Top of SOURCE DOCUMENT

Pitfall 6: Optimization Without Validation

Symptoms:

"Optimized" code runs slower
New bottleneck created elsewhere
Unsure if optimization helped

Why it fails:

No before/after measurements
Optimization moved bottleneck to different system
Assumptions about cost were wrong

Example:

# BAD: No measurement
def optimize_pathfinding():
    # Made some changes...
    # Hope it's faster?
    pass

# GOOD: Measure before and after
def optimize_pathfinding():
    # Measure baseline
    start = time.perf_counter()
    for i in range(100):
        path = pathfind(start, goal)
    baseline_ms = (time.perf_counter() - start) * 1000
    print(f"Baseline: {baseline_ms:.2f}ms for 100 paths")

    # Apply optimization...
    add_path_caching()

    # Measure improvement
    start = time.perf_counter()
    for i in range(100):
        path = pathfind(start, goal)
    optimized_ms = (time.perf_counter() - start) * 1000
    print(f"Optimized: {optimized_ms:.2f}ms for 100 paths")

    speedup = baseline_ms / optimized_ms
    print(f"Speedup: {speedup:.1f}×")

    # Baseline: 500ms for 100 paths
    # Optimized: 200ms for 100 paths
    # Speedup: 2.5×

Solution:

✅ Measure baseline before optimization
✅ Measure improvement after optimization
✅ Calculate speedup - validate it helped
✅ Re-profile - check for new bottlenecks
✅ Regression test - ensure gameplay still works

Pitfall 7: Ignoring Amdahl's Law (Diminishing Returns)

Concept: Speedup limited by serial portion of code

Amdahl's Law: Speedup = 1 / ((1 - P) + P/N)

P = portion that can be parallelized (e.g., 0.75 = 75%)
N = number of cores (e.g., 4)

Example:

75% of code parallelizable, 4 cores
Speedup = 1 / ((1 - 0.75) + 0.75/4) = 1 / (0.25 + 0.1875) = 2.29×
Not 4×! Serial portion limits speedup

Why it matters:

Multithreading has diminishing returns
Focus on parallelizing largest portions first
Some tasks can't be parallelized (Amdahl's law ceiling)

Solution:

✅ Parallelize largest bottleneck first (maximize P)
✅ Set realistic expectations (2-3× on 4 cores, not 4×)
✅ Measure actual speedup - compare to theoretical maximum

Pitfall 8: Sorting Every Frame (Expensive!)

Bottom of SOURCE DOCUMENT

■ CHECK YOUR UNDERSTANDING:
a – In the performance pitfalls text, what speedup does Amdahl's Law give for code that is 75% parallelizable running on 4 cores?
b – Using the performance pitfalls text, explain why code that is 75% parallelizable does not reach a 4× speedup on 4 cores.
c – Write the next part of the performance pitfalls text, following on from its final heading.

Top of ENTRIES SUPPLIED

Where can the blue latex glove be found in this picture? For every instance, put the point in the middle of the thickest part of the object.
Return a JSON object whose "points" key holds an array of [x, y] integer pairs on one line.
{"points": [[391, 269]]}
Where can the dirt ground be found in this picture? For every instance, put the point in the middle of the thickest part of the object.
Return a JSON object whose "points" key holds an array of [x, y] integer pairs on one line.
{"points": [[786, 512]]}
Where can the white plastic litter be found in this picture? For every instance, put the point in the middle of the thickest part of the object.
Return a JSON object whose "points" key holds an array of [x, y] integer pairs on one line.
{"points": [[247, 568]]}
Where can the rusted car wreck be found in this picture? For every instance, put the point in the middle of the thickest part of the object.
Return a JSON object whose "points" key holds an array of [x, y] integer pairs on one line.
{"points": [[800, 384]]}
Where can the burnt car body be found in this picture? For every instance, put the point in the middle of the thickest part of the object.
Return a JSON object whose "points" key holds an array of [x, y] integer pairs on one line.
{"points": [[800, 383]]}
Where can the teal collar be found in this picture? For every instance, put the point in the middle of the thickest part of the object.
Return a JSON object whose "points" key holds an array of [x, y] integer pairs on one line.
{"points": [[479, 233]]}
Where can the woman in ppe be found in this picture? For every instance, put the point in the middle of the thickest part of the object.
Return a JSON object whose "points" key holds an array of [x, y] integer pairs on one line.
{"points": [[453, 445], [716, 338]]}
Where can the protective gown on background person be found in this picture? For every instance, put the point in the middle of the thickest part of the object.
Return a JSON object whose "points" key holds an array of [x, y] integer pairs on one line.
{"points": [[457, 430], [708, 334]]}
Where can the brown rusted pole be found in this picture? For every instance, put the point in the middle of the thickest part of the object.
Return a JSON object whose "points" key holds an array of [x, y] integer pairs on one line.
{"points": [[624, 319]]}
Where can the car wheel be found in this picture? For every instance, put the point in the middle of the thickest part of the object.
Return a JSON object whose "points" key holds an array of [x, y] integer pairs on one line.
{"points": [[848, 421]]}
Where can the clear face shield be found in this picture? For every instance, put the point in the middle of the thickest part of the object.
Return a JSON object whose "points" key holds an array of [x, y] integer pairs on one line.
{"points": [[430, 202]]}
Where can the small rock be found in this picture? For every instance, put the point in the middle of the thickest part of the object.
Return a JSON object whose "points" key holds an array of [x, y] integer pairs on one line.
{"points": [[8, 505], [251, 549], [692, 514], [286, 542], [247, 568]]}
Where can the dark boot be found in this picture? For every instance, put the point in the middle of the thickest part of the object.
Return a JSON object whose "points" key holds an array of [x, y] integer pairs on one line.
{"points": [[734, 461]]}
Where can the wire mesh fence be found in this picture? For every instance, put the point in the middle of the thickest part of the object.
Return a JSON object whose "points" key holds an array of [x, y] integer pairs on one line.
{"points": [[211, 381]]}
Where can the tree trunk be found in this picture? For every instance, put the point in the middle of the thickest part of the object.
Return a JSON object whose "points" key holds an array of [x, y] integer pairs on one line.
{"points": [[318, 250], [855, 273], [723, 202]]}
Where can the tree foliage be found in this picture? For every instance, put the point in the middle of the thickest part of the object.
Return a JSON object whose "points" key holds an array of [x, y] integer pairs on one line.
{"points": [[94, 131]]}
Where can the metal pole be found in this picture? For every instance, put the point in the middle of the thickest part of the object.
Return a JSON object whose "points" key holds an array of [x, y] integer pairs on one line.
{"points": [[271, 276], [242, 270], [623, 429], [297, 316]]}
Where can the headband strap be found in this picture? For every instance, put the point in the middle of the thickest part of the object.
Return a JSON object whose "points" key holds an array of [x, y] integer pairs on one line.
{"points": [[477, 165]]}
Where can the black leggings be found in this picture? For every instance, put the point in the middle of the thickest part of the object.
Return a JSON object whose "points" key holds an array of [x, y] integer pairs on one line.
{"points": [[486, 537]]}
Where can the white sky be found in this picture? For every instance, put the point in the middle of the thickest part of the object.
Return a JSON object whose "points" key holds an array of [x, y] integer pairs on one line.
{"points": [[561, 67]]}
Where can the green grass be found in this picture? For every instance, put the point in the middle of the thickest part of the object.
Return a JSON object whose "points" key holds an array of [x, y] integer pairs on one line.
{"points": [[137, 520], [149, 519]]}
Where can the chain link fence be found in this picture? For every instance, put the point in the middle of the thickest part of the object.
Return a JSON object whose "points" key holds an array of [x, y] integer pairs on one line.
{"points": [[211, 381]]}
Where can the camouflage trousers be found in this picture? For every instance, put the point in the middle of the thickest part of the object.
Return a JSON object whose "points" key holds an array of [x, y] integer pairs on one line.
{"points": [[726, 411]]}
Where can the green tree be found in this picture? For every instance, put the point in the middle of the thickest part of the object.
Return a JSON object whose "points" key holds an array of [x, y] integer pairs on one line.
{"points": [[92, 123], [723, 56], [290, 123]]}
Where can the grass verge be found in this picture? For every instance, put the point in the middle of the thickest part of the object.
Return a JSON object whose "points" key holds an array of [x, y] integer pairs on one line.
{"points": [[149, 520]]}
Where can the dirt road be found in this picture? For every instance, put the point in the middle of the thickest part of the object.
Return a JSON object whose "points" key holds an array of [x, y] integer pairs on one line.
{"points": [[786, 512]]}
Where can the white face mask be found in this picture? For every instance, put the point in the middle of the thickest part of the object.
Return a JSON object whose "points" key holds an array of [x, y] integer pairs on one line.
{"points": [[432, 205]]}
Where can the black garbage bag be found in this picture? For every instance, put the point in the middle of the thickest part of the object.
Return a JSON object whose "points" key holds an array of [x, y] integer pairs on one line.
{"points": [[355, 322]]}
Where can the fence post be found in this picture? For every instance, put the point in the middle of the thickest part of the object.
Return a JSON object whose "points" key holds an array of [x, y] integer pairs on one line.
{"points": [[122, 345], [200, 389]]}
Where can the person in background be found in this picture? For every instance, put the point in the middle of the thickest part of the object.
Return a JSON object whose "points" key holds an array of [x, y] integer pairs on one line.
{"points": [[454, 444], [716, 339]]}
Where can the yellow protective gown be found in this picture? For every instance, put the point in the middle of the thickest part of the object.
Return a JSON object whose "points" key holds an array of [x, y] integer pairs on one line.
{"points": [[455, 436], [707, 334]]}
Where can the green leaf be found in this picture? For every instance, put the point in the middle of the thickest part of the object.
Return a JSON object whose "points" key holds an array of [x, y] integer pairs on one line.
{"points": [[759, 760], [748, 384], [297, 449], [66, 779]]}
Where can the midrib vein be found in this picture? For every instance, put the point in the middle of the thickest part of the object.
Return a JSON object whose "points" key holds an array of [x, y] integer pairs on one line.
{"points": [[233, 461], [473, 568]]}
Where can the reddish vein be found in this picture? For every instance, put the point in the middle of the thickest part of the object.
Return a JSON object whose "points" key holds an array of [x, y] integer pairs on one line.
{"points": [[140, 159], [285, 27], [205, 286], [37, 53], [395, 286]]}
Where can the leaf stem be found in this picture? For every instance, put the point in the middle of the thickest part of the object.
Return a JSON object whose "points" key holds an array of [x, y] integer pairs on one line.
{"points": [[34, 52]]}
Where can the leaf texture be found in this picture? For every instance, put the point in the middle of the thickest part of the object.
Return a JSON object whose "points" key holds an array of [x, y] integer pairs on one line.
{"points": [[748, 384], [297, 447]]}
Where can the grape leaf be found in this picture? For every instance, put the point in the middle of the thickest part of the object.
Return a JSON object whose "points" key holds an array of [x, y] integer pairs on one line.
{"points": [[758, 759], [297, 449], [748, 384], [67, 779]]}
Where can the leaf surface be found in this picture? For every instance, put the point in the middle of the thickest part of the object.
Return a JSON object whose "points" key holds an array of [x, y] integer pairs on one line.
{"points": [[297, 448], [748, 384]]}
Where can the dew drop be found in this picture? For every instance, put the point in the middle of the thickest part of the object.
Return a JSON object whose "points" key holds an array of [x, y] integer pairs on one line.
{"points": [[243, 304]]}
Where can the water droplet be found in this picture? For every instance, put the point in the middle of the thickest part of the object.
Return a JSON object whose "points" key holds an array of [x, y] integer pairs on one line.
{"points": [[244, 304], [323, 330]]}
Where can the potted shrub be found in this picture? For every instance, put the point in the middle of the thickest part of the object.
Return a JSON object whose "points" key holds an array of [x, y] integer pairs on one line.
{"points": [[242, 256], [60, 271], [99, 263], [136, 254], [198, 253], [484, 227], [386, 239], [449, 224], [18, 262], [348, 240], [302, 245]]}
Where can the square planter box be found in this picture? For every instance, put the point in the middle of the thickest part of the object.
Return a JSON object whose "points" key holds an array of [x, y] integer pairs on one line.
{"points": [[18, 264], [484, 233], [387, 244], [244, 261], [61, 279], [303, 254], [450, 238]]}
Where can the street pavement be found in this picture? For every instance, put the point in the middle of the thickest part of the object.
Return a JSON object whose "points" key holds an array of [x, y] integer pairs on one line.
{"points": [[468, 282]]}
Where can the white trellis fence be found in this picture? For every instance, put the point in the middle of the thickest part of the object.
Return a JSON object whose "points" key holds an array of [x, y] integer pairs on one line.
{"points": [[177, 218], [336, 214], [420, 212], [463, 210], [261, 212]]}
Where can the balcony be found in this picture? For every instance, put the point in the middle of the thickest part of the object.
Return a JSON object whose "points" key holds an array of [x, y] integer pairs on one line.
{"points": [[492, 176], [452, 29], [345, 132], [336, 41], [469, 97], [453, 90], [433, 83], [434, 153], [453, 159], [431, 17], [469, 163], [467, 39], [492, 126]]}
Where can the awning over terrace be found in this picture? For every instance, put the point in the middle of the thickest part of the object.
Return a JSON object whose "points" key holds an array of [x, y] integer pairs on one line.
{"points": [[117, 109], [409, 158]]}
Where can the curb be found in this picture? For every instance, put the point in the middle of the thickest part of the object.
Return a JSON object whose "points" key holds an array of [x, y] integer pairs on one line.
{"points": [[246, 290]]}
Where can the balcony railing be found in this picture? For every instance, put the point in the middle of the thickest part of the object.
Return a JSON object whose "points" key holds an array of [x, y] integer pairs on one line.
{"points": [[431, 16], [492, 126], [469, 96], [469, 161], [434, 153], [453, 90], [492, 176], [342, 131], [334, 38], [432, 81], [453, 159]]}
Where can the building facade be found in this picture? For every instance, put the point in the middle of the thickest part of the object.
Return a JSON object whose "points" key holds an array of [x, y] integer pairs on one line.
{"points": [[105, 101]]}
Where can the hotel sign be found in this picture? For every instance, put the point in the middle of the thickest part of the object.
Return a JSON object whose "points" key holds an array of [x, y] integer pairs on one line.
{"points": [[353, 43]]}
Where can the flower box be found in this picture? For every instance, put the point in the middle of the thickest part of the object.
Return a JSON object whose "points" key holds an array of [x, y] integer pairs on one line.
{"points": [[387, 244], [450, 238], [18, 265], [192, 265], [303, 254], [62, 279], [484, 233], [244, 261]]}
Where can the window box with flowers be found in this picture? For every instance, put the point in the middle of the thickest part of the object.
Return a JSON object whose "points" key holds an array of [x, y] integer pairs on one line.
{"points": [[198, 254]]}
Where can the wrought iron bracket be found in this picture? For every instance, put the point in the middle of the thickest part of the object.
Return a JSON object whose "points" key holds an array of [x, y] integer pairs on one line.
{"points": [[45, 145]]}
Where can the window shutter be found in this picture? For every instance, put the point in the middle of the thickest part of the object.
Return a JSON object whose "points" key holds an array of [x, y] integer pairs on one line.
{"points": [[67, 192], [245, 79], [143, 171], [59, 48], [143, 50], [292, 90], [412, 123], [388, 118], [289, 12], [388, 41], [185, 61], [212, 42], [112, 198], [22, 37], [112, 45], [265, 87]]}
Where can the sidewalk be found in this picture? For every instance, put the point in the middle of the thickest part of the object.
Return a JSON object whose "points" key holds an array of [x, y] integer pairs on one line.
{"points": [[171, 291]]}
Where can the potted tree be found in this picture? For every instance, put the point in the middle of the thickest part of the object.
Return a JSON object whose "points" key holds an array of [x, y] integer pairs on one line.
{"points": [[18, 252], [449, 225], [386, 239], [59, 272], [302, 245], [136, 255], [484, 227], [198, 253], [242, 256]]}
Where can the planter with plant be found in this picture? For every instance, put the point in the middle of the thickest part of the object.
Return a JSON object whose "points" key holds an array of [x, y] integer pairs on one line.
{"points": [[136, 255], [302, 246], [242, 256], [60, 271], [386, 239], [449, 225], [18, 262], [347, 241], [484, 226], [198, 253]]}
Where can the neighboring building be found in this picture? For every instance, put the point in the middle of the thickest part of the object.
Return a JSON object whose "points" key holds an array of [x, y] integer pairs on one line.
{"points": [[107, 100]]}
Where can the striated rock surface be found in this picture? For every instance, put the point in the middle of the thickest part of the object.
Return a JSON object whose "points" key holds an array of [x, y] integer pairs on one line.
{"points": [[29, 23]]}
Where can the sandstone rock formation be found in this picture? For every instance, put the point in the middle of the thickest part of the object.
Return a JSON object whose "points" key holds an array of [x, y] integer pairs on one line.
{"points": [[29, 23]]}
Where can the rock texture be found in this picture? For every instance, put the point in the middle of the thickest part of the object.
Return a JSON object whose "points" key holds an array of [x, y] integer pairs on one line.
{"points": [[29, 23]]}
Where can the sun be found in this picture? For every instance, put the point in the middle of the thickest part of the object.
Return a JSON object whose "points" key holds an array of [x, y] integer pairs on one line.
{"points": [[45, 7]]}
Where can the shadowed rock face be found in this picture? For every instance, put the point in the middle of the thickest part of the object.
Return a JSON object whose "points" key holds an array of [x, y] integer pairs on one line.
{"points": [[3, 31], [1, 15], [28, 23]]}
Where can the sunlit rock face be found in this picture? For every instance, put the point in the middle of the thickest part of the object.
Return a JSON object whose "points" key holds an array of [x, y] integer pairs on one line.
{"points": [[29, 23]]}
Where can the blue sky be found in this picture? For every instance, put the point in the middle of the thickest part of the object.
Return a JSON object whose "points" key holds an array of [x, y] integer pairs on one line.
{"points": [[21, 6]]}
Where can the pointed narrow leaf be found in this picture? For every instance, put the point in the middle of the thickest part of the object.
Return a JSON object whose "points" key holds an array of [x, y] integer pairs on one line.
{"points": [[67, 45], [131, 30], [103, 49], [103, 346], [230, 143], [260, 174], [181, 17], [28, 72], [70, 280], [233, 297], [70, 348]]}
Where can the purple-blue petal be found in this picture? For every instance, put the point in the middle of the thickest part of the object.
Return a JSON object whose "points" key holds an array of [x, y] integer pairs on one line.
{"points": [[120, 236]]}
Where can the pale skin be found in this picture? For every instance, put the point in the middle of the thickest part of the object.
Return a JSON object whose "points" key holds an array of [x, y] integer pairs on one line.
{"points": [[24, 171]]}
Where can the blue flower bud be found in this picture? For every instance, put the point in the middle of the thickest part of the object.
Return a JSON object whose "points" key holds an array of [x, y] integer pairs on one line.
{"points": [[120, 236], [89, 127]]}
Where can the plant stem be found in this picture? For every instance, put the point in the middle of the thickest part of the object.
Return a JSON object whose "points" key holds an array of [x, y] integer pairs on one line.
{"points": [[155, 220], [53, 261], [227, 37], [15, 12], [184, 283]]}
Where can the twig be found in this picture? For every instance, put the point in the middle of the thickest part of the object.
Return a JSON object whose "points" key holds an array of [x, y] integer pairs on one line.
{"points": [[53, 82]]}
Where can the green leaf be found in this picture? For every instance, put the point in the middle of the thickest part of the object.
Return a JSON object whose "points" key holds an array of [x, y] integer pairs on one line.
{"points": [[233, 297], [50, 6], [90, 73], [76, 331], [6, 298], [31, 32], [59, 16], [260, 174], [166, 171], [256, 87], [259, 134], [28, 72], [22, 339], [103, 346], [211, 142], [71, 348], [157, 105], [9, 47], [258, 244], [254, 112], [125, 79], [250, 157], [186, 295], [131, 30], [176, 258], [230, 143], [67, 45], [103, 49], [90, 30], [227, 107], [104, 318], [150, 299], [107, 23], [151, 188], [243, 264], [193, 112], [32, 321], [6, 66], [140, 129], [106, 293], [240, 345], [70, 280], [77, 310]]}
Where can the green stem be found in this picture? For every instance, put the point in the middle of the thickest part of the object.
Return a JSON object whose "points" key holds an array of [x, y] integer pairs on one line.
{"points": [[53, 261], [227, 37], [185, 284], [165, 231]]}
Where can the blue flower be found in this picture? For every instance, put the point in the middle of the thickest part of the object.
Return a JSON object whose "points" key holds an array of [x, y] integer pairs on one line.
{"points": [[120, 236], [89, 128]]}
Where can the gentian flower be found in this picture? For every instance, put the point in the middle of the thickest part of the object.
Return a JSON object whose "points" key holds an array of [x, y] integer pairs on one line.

Bottom of ENTRIES SUPPLIED

■ ANSWERS BELOW:
a – About 2.29×.

b – The serial portion of the code limits the speedup. The 25% that cannot be parallelized stays in the formula, so the speedup is 1 / (0.25 + 0.1875), or 2.29×, rather than 4×.

c –
Symptoms:

3-5ms spent sorting units by distance
Sorting is top function in profiler

Why it fails:

O(n log n) sort is expensive for large N
Entity distances change slowly (don't need exact sort every frame)

Example:

# BAD: Full sort every frame
def update():
    # O(n log n) = 1000 × log(1000) ≈ 10,000 operations
    units_sorted = sorted(units, key=lambda u: distance_to_camera(u))

    # Update closest units
    for unit in units_sorted[:100]:
        unit.update()

# GOOD: Sort every N frames, or use approximate sort
def update():
    # Re-sort every 10 frames only
    if frame_count % 10 == 0:
        global units_sorted
        units_sorted = sorted(units, key=lambda u: distance_to_camera(u))

    # Use slightly stale sort (good enough!)
    for unit in units_sorted[:100]:
        unit.update()

# BETTER: Use spatial partitioning (no sorting needed!)
def update():
    # Query entities near camera (already sorted by distance)
    nearby_units = spatial_grid.query_radius(camera.x, camera.y, radius=200)

    # Update nearby units
    for unit in nearby_units:
        unit.update()

Solution:

✅ Sort less frequently - every 5-10 frames is fine
✅ Approximate sort - bucketing instead of exact sort
✅ Spatial queries - avoid sorting entirely (use grid/quadtree)

Real-World Examples

Example 1: Unity DOTS (Data-Oriented Technology Stack)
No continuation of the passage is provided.